▶ [Teks yang ditampilkan]
"Tentang QS Al-Isra’ [17]:44"
“Langit yang tujuh, bumi dan semua yang ada di dalamnya bertasbih kepada Allah. Dan tak ada suatu pun melainkan bertasbih dengan memuji-Nya, tetapi kamu sekalian tidak mengerti tasbih mereka. Sesungguhnya Dia adalah Maha Penyantun lagi Maha Pengampun.”(QS [17]:44)
Bumi telah diamanahi pengetahuan oleh Allah sebagaimana manusia diamanahi pengetahuan. Bumi juga mengenal Pencipta-Nya. Kebenaran ada dalam setiap sesuatu. Jika manusia, dengan kesadaran, mencermati sekitar dirinya, dia akan menemukannya dengan segera.
“Pada hari itu bumi menceritakan beritanya, karena sesungguhnya Tuhanmu telah memerintahkan (yang sedemikian itu) kepadanya.”(QS [99]:4-5)

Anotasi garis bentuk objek
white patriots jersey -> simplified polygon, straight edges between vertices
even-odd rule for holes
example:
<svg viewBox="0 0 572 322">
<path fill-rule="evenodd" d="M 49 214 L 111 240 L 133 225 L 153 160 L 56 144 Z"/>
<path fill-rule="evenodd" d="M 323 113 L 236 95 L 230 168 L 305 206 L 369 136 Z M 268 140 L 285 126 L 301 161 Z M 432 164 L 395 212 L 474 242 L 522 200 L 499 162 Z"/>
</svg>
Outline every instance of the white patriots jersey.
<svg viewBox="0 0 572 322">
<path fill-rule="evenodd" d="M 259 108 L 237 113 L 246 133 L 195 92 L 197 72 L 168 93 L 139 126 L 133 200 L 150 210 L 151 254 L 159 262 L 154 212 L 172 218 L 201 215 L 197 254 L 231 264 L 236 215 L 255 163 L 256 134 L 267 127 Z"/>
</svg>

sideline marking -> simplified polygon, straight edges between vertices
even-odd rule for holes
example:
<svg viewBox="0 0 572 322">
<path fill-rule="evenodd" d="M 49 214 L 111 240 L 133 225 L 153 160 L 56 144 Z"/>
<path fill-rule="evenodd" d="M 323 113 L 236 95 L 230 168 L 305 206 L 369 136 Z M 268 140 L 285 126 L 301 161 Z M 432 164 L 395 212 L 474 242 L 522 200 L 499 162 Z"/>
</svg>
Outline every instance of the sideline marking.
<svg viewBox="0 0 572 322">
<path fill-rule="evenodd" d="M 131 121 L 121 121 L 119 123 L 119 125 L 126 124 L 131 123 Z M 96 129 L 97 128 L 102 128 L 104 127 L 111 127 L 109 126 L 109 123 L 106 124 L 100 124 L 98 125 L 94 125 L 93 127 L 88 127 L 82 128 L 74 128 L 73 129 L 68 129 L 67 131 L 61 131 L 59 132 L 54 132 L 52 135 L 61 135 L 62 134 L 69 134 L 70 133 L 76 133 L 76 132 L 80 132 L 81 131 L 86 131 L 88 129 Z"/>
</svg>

▶ [Permintaan tertulis 1]
Salin bagian teks tentang QS Al-Isra’ [17]:44, mulai dari "Bumi telah diamanahi" terus ke bawah hingga "menemukannya dengan segera.", tanpa mengubah satu huruf pun.
▶ [Permintaan tertulis 2]
Hitung baris dalam daftar yang memuat kata "marking", dengan huruf besar dan kecil dibedakan. Tuliskan angkanya saja.

▶ [Keluaran lengkap 1]
Bumi telah diamanahi pengetahuan oleh Allah sebagaimana manusia diamanahi pengetahuan. Bumi juga mengenal Pencipta-Nya. Kebenaran ada dalam setiap sesuatu. Jika manusia, dengan kesadaran, mencermati sekitar dirinya, dia akan menemukannya dengan segera.

▶ [Keluaran lengkap 2]
2